THE REQUEST:
Return the listing below exactly, with the pictures dropped.

Image point annotation entries
/---

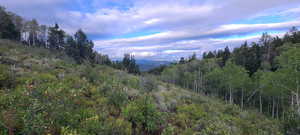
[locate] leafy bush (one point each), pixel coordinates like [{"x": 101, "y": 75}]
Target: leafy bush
[{"x": 143, "y": 114}]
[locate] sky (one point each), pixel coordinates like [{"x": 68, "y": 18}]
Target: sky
[{"x": 163, "y": 30}]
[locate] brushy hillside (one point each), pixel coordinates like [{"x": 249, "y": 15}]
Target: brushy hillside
[{"x": 45, "y": 92}]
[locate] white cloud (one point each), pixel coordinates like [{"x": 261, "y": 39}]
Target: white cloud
[{"x": 184, "y": 25}]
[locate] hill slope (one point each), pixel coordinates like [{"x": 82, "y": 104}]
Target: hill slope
[{"x": 45, "y": 92}]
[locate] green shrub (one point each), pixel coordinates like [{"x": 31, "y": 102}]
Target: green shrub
[{"x": 144, "y": 115}]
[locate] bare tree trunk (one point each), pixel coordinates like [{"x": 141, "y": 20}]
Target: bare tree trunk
[
  {"x": 242, "y": 100},
  {"x": 260, "y": 103},
  {"x": 230, "y": 95},
  {"x": 277, "y": 108},
  {"x": 273, "y": 107}
]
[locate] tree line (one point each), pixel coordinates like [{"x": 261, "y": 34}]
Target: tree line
[
  {"x": 264, "y": 75},
  {"x": 77, "y": 46}
]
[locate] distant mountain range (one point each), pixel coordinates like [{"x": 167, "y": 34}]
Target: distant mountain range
[{"x": 146, "y": 65}]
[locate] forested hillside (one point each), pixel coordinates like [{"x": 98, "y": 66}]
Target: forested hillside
[
  {"x": 53, "y": 83},
  {"x": 263, "y": 75}
]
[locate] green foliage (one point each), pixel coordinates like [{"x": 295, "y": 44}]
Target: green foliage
[{"x": 143, "y": 113}]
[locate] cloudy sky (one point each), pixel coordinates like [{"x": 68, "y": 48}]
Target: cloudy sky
[{"x": 163, "y": 29}]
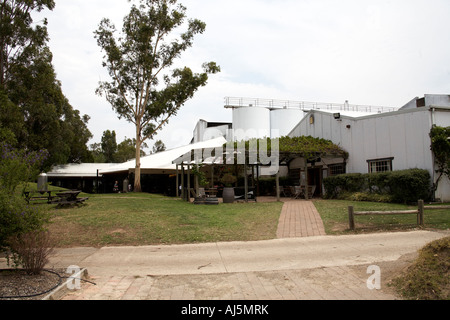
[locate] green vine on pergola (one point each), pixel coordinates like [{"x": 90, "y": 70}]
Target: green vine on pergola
[{"x": 306, "y": 147}]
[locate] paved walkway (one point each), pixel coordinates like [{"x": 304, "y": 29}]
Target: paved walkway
[
  {"x": 318, "y": 268},
  {"x": 299, "y": 218},
  {"x": 301, "y": 264}
]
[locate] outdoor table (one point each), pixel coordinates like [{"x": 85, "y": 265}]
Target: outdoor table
[{"x": 211, "y": 192}]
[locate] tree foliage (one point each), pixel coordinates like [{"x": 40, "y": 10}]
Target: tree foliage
[
  {"x": 142, "y": 89},
  {"x": 440, "y": 145},
  {"x": 35, "y": 113},
  {"x": 16, "y": 168}
]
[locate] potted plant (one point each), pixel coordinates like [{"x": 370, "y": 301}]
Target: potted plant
[{"x": 228, "y": 192}]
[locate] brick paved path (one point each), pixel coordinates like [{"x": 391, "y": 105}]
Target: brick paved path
[{"x": 299, "y": 218}]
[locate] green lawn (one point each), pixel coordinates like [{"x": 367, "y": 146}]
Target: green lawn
[
  {"x": 334, "y": 214},
  {"x": 146, "y": 219}
]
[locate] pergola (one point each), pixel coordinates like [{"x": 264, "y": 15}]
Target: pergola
[{"x": 309, "y": 148}]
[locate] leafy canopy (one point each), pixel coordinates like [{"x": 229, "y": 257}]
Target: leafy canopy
[{"x": 142, "y": 89}]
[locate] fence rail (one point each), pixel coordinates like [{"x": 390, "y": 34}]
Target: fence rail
[
  {"x": 233, "y": 102},
  {"x": 419, "y": 212}
]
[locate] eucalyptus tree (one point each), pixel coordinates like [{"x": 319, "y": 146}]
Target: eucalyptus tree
[
  {"x": 35, "y": 113},
  {"x": 143, "y": 88}
]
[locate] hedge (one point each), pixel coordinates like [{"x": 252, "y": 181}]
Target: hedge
[{"x": 403, "y": 186}]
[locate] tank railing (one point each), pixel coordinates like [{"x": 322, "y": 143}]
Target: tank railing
[{"x": 232, "y": 102}]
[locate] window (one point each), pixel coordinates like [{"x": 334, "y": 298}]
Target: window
[
  {"x": 336, "y": 169},
  {"x": 380, "y": 165}
]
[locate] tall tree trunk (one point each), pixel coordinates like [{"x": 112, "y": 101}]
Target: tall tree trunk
[{"x": 137, "y": 171}]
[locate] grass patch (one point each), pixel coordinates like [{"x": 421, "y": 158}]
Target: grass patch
[
  {"x": 334, "y": 214},
  {"x": 429, "y": 277},
  {"x": 148, "y": 219}
]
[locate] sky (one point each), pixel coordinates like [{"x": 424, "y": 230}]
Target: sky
[{"x": 380, "y": 53}]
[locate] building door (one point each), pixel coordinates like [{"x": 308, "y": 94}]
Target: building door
[{"x": 315, "y": 179}]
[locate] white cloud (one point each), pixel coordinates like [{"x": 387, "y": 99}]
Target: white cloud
[{"x": 369, "y": 52}]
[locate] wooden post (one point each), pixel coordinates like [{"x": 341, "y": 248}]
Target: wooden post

\---

RESPONSE FOR THIS EXERCISE:
[locate] leafy bush (one point each), pixel coordinates like [{"x": 101, "y": 75}]
Target: leafy bush
[{"x": 143, "y": 114}]
[locate] sky (one point each), pixel coordinates like [{"x": 68, "y": 18}]
Target: sky
[{"x": 163, "y": 30}]
[locate] brushy hillside (one point each), pixel coordinates like [{"x": 249, "y": 15}]
Target: brushy hillside
[{"x": 45, "y": 92}]
[locate] white cloud (one point each), pixel coordinates like [{"x": 261, "y": 39}]
Target: white cloud
[{"x": 184, "y": 25}]
[locate] hill slope (one point each), pixel coordinates like [{"x": 82, "y": 104}]
Target: hill slope
[{"x": 45, "y": 92}]
[locate] green shrub (one point each), pixel coordinates like [{"x": 31, "y": 102}]
Target: green shrub
[{"x": 144, "y": 115}]
[locate] bare tree trunk (one point each), pixel coordinates like [{"x": 141, "y": 20}]
Target: bare tree trunk
[
  {"x": 242, "y": 100},
  {"x": 260, "y": 103},
  {"x": 230, "y": 95},
  {"x": 277, "y": 108},
  {"x": 273, "y": 107}
]
[locate] tree line (one point each), pixel coordinates like [{"x": 261, "y": 34}]
Target: tree line
[
  {"x": 264, "y": 75},
  {"x": 77, "y": 46}
]
[locate] distant mountain range (one point each), pixel coordinates like [{"x": 167, "y": 34}]
Target: distant mountain range
[{"x": 146, "y": 65}]
[locate] forested hillside (one point each), pixel coordinates like [{"x": 98, "y": 66}]
Target: forested hillside
[
  {"x": 53, "y": 83},
  {"x": 263, "y": 75}
]
[locate] green foliage (one point each), pixel coordinates like [{"x": 295, "y": 44}]
Target: green foliage
[{"x": 143, "y": 113}]
[locate] cloudy sky (one point each), pixel coordinates like [{"x": 68, "y": 48}]
Target: cloudy sky
[{"x": 163, "y": 29}]
[locate] green vine on pergola (one point each), pixel coordinates like [{"x": 90, "y": 70}]
Target: green vine on pergola
[{"x": 306, "y": 147}]
[locate] paved walkway (one point each), pixel coordinates like [{"x": 304, "y": 29}]
Target: paved walkway
[
  {"x": 318, "y": 268},
  {"x": 299, "y": 218},
  {"x": 301, "y": 264}
]
[locate] outdoor table (one point each), pixel coordinates like [{"x": 85, "y": 265}]
Target: outdoor table
[{"x": 211, "y": 192}]
[locate] tree foliage (one point each), pixel coordinates like [{"x": 40, "y": 10}]
Target: tree foliage
[
  {"x": 142, "y": 89},
  {"x": 440, "y": 145},
  {"x": 35, "y": 113},
  {"x": 16, "y": 168}
]
[locate] potted plant (one point each), pixel coordinates like [{"x": 370, "y": 301}]
Target: potted plant
[{"x": 228, "y": 192}]
[locate] brick paved path (one point each), pixel coordinates like [{"x": 391, "y": 105}]
Target: brick paved path
[{"x": 299, "y": 218}]
[locate] green lawn (one point each), pixel coordinates like [{"x": 367, "y": 146}]
Target: green lawn
[
  {"x": 334, "y": 214},
  {"x": 146, "y": 219}
]
[locate] pergola (one point each), pixel coordinates like [{"x": 264, "y": 15}]
Target: pergola
[{"x": 309, "y": 148}]
[locate] leafy canopy (one point each), pixel coordinates like [{"x": 229, "y": 257}]
Target: leafy canopy
[{"x": 142, "y": 89}]
[locate] fence rail (one point each), pixel coordinates like [{"x": 390, "y": 34}]
Target: fence rail
[
  {"x": 233, "y": 102},
  {"x": 419, "y": 212}
]
[locate] eucalyptus tree (one point each), pixel coordinates like [{"x": 319, "y": 146}]
Target: eucalyptus tree
[
  {"x": 35, "y": 113},
  {"x": 143, "y": 88}
]
[locate] hedge (one point each), pixel coordinates like [{"x": 252, "y": 181}]
Target: hedge
[{"x": 403, "y": 186}]
[locate] tank railing (one point each), pixel coordinates like [{"x": 322, "y": 143}]
Target: tank railing
[{"x": 232, "y": 102}]
[locate] window (one point each), pixel coordinates like [{"x": 334, "y": 298}]
Target: window
[
  {"x": 336, "y": 169},
  {"x": 380, "y": 165}
]
[locate] tall tree trunk (one point each), pixel coordinates like [{"x": 112, "y": 101}]
Target: tall tree trunk
[{"x": 137, "y": 171}]
[locate] grass patch (one point each), pixel coordinates like [{"x": 421, "y": 158}]
Target: grass patch
[
  {"x": 334, "y": 214},
  {"x": 429, "y": 277},
  {"x": 148, "y": 219}
]
[locate] sky (one point each), pixel coordinates like [{"x": 424, "y": 230}]
Target: sky
[{"x": 380, "y": 53}]
[locate] building door (one point each), pixel coordinates like [{"x": 308, "y": 94}]
Target: building door
[{"x": 315, "y": 179}]
[locate] white cloud (one point each), pixel coordinates like [{"x": 387, "y": 99}]
Target: white cloud
[{"x": 369, "y": 52}]
[locate] wooden post (one point each), pixel coordinates like [{"x": 341, "y": 248}]
Target: wooden post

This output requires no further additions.